## To be done:
A – Transcribe the pilgrimage essay word for word, covering the stretch from "Flying in a" through "it was not.".
B – Pick up the pilgrimage essay after its final sentence and write the next part.

## Supplied text:
** BEGIN **
Flying in a small plane over an open country of meandering rivers with thousands of oxbows with your knees tucked up to your chest (at least that is how it felt) is one thing. Remembering tucked behind your seat is a safety pack, handed to you before boarding, that has a sleeping bag because, “in case you go down you need to be able to survive until another plane can find you,” is another. But when the landscape rises from a meandering river plateau to a mountain ridge that feels could be measured in tens rather than thousands of feet, well, the idea of adventure kicks in. If that was all one experienced—journey, risk, danger, and uncertainty, then it would have been an adventure. But it was not.
Volunteering can be adventurous. In fact, after fifteen years of guiding volunteers, I’d say adventurous is not an uncommon way they describe their experiences. But the eyes of those folk, partners and volunteers, on returning to Yakima, spoke of something more than adventure. It is more because, though I had made some good arguments a few weeks prior, the core reason for each of them lay within themselves, not on a timeline. Faith matters more than it is often given credit for. Too often, we relegate deep faith off to an extremist rather than seeing that in our friends or ourselves. Yet it is faith, nurtured for decades, that becomes embodied and leads one to say yes to the bush, maybe even when health isn’t what it was thirty years ago. Embodied faith is the kicker. Embodied faith is why folk need to quit adventurous volunteering. Whether one is volunteering in the bush of Alaska, the backcountry of Honduras, or in the city in the next State, faith says it should not be an adventure.
Pilgrimage is an old term most of us consigned to yesterday. For some it is misguided fear, they pilgrimage to Mecca, but for many of us, we have simply forgotten our folk use to pilgrimage. Pilgrimage is the richer edge of adventure. It has the uncertainty, risk-taking, danger, and unknown of adventure, yet one more very important feature: spirituality-holiness-mysticism. Pilgrimage is a holistic journey.
Worktrips and Missiontrips away from home need to end and pilgrimage reclaimed. The mistake of worktrips and missiontrips are they suck the volunteer into a sense of fixing something that is broken. However, building a house in Mexico (really, pick your Latin American country), feeding the homeless in San Francisco (or pick your major city), or painting, roofing, or building a handicap ramp on the Yakama reservation (or pick your reserve) doesn’t fix a thing. Sure, it provides a bit of charity (And charity is sorely needed for without it people die…really, they do!), but it does nothing to promote justice and change root cause. Now pilgrimage doesn’t provide justice up front either, but the pilgrim knows that.
** END **
## Supplied material:
** BEGIN **
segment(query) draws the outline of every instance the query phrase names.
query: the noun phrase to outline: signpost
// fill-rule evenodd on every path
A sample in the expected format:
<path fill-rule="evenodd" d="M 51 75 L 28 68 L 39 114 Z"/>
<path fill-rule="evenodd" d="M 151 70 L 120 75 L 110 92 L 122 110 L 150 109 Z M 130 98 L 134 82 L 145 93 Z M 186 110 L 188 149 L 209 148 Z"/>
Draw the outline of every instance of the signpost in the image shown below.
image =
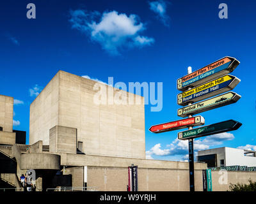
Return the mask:
<path fill-rule="evenodd" d="M 234 103 L 240 98 L 240 95 L 230 91 L 209 99 L 180 108 L 178 110 L 178 116 L 185 117 L 190 114 L 198 114 L 207 110 Z"/>
<path fill-rule="evenodd" d="M 198 115 L 186 119 L 152 126 L 149 128 L 149 131 L 154 133 L 160 133 L 187 128 L 189 126 L 198 126 L 204 124 L 204 118 L 201 115 Z"/>
<path fill-rule="evenodd" d="M 188 130 L 178 133 L 178 138 L 188 140 L 190 191 L 195 191 L 193 140 L 236 130 L 242 125 L 229 120 L 193 129 L 193 126 L 204 124 L 204 117 L 193 115 L 234 103 L 241 98 L 241 96 L 232 91 L 223 94 L 233 89 L 240 82 L 238 78 L 228 75 L 239 63 L 236 58 L 225 57 L 193 73 L 189 67 L 188 75 L 177 80 L 177 89 L 183 92 L 177 95 L 177 104 L 187 106 L 178 110 L 178 116 L 188 118 L 152 126 L 149 129 L 152 133 L 160 133 L 188 127 Z M 221 94 L 223 94 L 215 96 Z M 212 96 L 215 97 L 198 102 Z M 196 102 L 198 103 L 194 103 Z M 207 191 L 212 191 L 211 171 L 206 170 L 203 175 L 204 191 L 206 186 Z"/>
<path fill-rule="evenodd" d="M 178 105 L 186 106 L 233 89 L 240 80 L 227 75 L 177 95 Z"/>
<path fill-rule="evenodd" d="M 218 122 L 211 125 L 180 132 L 178 133 L 178 138 L 182 140 L 190 138 L 194 139 L 201 136 L 231 131 L 237 129 L 242 124 L 237 121 L 228 120 L 224 122 Z"/>
<path fill-rule="evenodd" d="M 177 80 L 177 87 L 179 91 L 186 91 L 188 87 L 195 87 L 205 82 L 232 72 L 239 64 L 236 58 L 225 57 L 208 64 Z"/>

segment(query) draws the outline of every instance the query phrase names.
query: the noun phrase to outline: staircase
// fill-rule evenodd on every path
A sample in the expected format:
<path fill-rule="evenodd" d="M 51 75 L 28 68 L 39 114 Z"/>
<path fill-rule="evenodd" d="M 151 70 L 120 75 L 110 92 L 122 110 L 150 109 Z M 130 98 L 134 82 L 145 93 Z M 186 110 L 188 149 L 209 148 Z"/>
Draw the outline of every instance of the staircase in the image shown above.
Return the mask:
<path fill-rule="evenodd" d="M 19 180 L 19 176 L 17 175 L 19 167 L 16 159 L 2 150 L 0 150 L 0 154 L 2 156 L 2 162 L 3 162 L 4 164 L 7 162 L 8 164 L 10 164 L 10 166 L 14 164 L 17 166 L 17 171 L 15 173 L 12 172 L 12 171 L 9 171 L 10 170 L 8 170 L 8 168 L 4 170 L 4 171 L 0 172 L 0 187 L 19 188 L 17 190 L 20 191 L 21 184 Z M 8 159 L 4 159 L 4 157 Z M 15 168 L 13 168 L 15 169 Z"/>

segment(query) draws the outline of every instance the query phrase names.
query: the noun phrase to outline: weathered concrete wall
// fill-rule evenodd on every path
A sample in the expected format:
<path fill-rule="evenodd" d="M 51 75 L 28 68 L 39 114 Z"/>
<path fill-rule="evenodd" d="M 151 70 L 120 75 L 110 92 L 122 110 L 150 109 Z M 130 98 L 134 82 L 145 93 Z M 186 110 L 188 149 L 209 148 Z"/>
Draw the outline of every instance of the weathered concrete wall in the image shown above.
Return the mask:
<path fill-rule="evenodd" d="M 128 184 L 128 168 L 88 166 L 88 186 L 99 187 L 99 191 L 126 191 Z M 228 179 L 221 182 L 219 171 L 212 171 L 213 191 L 229 190 L 230 184 L 248 184 L 248 179 L 256 181 L 256 172 L 228 171 Z M 140 191 L 188 191 L 189 170 L 182 169 L 153 169 L 138 168 Z M 202 191 L 202 171 L 195 171 L 196 191 Z"/>
<path fill-rule="evenodd" d="M 77 129 L 56 126 L 50 129 L 51 152 L 76 154 Z"/>
<path fill-rule="evenodd" d="M 54 154 L 29 153 L 20 156 L 20 169 L 60 169 L 60 156 Z"/>
<path fill-rule="evenodd" d="M 87 154 L 145 158 L 144 98 L 103 84 L 93 90 L 96 83 L 60 71 L 31 105 L 29 143 L 49 145 L 49 131 L 58 125 L 77 128 Z M 102 100 L 119 94 L 134 105 L 98 105 L 99 90 Z"/>
<path fill-rule="evenodd" d="M 0 144 L 13 145 L 15 143 L 15 133 L 0 131 Z"/>
<path fill-rule="evenodd" d="M 3 131 L 12 133 L 13 98 L 0 95 L 0 127 Z"/>
<path fill-rule="evenodd" d="M 65 175 L 72 175 L 72 187 L 83 187 L 84 183 L 83 166 L 68 167 L 65 169 Z"/>
<path fill-rule="evenodd" d="M 61 165 L 124 167 L 131 164 L 140 168 L 188 170 L 188 162 L 125 158 L 92 155 L 61 154 Z M 195 170 L 207 168 L 207 164 L 195 163 Z"/>
<path fill-rule="evenodd" d="M 12 146 L 9 145 L 0 145 L 0 151 L 8 155 L 10 157 L 12 157 Z"/>
<path fill-rule="evenodd" d="M 138 170 L 140 191 L 189 191 L 189 170 L 140 168 Z M 195 191 L 203 190 L 202 170 L 195 171 Z M 88 167 L 88 186 L 99 191 L 127 191 L 127 168 Z"/>
<path fill-rule="evenodd" d="M 42 140 L 49 145 L 49 130 L 58 124 L 59 73 L 30 105 L 29 144 Z"/>
<path fill-rule="evenodd" d="M 29 147 L 29 153 L 42 153 L 43 150 L 43 141 L 39 140 Z"/>

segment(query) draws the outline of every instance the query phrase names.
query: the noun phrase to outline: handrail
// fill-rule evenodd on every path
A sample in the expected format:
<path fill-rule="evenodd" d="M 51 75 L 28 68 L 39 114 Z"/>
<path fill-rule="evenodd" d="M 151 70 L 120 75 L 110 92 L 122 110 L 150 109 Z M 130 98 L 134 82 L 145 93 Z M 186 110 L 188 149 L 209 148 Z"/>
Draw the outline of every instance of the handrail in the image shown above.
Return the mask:
<path fill-rule="evenodd" d="M 48 190 L 54 190 L 54 191 L 98 191 L 96 189 L 97 188 L 99 187 L 59 187 L 47 188 L 46 189 L 46 191 L 48 191 Z"/>
<path fill-rule="evenodd" d="M 11 189 L 15 189 L 15 191 L 17 191 L 17 189 L 21 189 L 21 187 L 1 187 L 1 188 L 0 188 L 0 191 L 4 190 L 4 192 L 5 192 L 6 190 L 11 190 Z"/>
<path fill-rule="evenodd" d="M 4 182 L 8 183 L 8 184 L 12 186 L 16 186 L 15 184 L 8 182 L 7 180 L 4 179 L 4 178 L 1 177 L 0 179 L 3 180 Z"/>

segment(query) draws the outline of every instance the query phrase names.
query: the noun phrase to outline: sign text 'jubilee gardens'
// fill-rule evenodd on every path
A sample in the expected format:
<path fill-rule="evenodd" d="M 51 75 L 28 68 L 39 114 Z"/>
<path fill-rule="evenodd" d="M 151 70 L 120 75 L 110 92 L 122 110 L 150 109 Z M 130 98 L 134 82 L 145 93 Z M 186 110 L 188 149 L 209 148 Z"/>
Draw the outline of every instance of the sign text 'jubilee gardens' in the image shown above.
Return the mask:
<path fill-rule="evenodd" d="M 189 140 L 191 191 L 195 191 L 193 139 L 236 130 L 242 125 L 237 121 L 229 120 L 193 129 L 193 126 L 204 124 L 204 119 L 202 116 L 192 115 L 234 103 L 241 98 L 241 96 L 232 91 L 215 96 L 233 89 L 240 82 L 238 78 L 228 75 L 232 72 L 239 63 L 234 57 L 225 57 L 179 78 L 177 81 L 177 89 L 183 92 L 177 95 L 177 104 L 183 106 L 188 106 L 178 110 L 178 116 L 188 118 L 152 126 L 149 129 L 152 133 L 159 133 L 189 127 L 189 130 L 178 133 L 178 139 Z M 207 99 L 212 96 L 215 97 Z M 205 99 L 207 99 L 194 103 Z M 196 118 L 197 122 L 195 120 Z"/>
** END **
## Answers to the problems:
A –
Flying in a small plane over an open country of meandering rivers with thousands of oxbows with your knees tucked up to your chest (at least that is how it felt) is one thing. Remembering tucked behind your seat is a safety pack, handed to you before boarding, that has a sleeping bag because, “in case you go down you need to be able to survive until another plane can find you,” is another. But when the landscape rises from a meandering river plateau to a mountain ridge that feels could be measured in tens rather than thousands of feet, well, the idea of adventure kicks in. If that was all one experienced—journey, risk, danger, and uncertainty, then it would have been an adventure. But it was not.

B –
Pilgrimage is all about the pilgrim (Yep, pilgrim is a hard term for us living on reservations. We jump to images of folk in black clothes, pushing indigenous off land, and widespread death, and we’d a whole lot rather not be associated with that. However, being a pilgrim is something very different than the massive hurt caused by colonization.) Pilgrimage is an intentional journey in which the individual pays close attention to the landscape. The pilgrim soon learns the moment they step into a landscape other than their own, that landscape is forever changed as are they. A pilgrimage engages the sacred of the land and that sacredness becomes something of themselves. In other words the landscapes story, that of creation, of life, of wonder, of wind, becomes their story. I may do well at this point to say this is not about appropriation. The pilgrim doesn’t begin wearing a Kanga or a Ribbon Shirt, grow their hair long or braid it. Rather, the being of the landscape enters their own. The pilgrim changes from this weaving of life.
Can one have an unintentional pilgrimage? Well, probably not. Those pairs of eyes in the terminal spoke of something more akin to Hebrew story of Jacob and the landscape of Peniel. Jacob was of journeys and adventures. Though he experienced the holy in a ladder dream at Beer-sheba, he was a man of practicality not mystery. Having a conversation with the landscape was not on Jacob’s mind when he entered the land of Peniel. Rather, because of fear and apprehension knowing Esau is just over the next rise, Jacob was incapable of conversing with the landscape of Peniel. But the landscape is clear, you don’t get to stand on this ground and not pay attention to the sacred that resides here, it will not be denied, and Jacob is compelled to pay attention to the mystical. A wrestling match does not make a pilgrimage, but it does change a person.
When the journey is intentional though, the stuff of pilgrimage, there is a richness that cannot be denied. A story of pilgrimage is that of the Hebrew story of Moses and his journey across the wilderness. Moses has something Jacob did not, Jethro, a father-in-law for a priest. When Moses shows up at Jethro’s tent flap to marry Zipporah, his life is a mess. Knowing only the urban, Moses finds himself incapable of hearing this rural landscape he finds himself in. It takes time before he can understand his young life was as “an alien residing in a foreign land.” It is many more years, many conversations with Jethro, and many more conversations with this rural landscape, before Moses searches for something missing in his life and sets off on a pilgrimage, with a flock, across the wilderness. Due to the intentionality of the journey, Moses is open to the mystical residing in the landscape. Because of this, he doesn’t have a dream, he doesn’t wrestle, he doesn’t experience a miracle, he doesn’t experience metaphor, but instead lives the intimate of the Holy on the mountainside of Horeb. The journey of Moses has all the aspects of adventure, and one more, a desire for the sacred, the hallowed, the divine.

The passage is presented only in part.